[Data records]
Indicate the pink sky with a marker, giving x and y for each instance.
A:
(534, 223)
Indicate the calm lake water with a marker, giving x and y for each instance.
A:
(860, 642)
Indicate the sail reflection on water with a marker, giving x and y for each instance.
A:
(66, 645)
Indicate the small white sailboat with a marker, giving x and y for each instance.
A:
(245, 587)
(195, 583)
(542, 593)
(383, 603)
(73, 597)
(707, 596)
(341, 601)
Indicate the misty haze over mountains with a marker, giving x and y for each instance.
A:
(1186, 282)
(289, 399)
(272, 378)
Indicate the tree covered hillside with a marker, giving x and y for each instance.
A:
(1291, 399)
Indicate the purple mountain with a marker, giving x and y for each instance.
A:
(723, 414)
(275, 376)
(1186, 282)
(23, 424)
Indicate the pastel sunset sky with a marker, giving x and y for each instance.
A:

→ **WORK TO BE COMPLETED**: Transcribe each entry above exactly as it reads.

→ **ANSWER SPACE**:
Indicate the pink sky with a marker, giving x and y for each instance.
A:
(534, 223)
Indicate the calm lake water with a marker, giving x and y for each instance.
A:
(860, 642)
Indicate the sail reflection on water with a marker, giving x and y for each instance.
A:
(66, 645)
Indicate the small white sailboat with a marker, giving x and y for each instance.
A:
(245, 587)
(195, 583)
(542, 593)
(383, 603)
(73, 597)
(707, 596)
(341, 601)
Indicate the misty haze over mountains with a marker, giving x and y for each instance.
A:
(1186, 282)
(289, 399)
(272, 378)
Indicate the tree covered hillside with a marker, giving x and y for each instance.
A:
(1291, 399)
Indicate the purple mountain with a marker, giving x and y for each instance.
A:
(723, 414)
(275, 376)
(1186, 282)
(23, 424)
Indicate the pastel sunset sky with a marker, giving x and y for each instance.
A:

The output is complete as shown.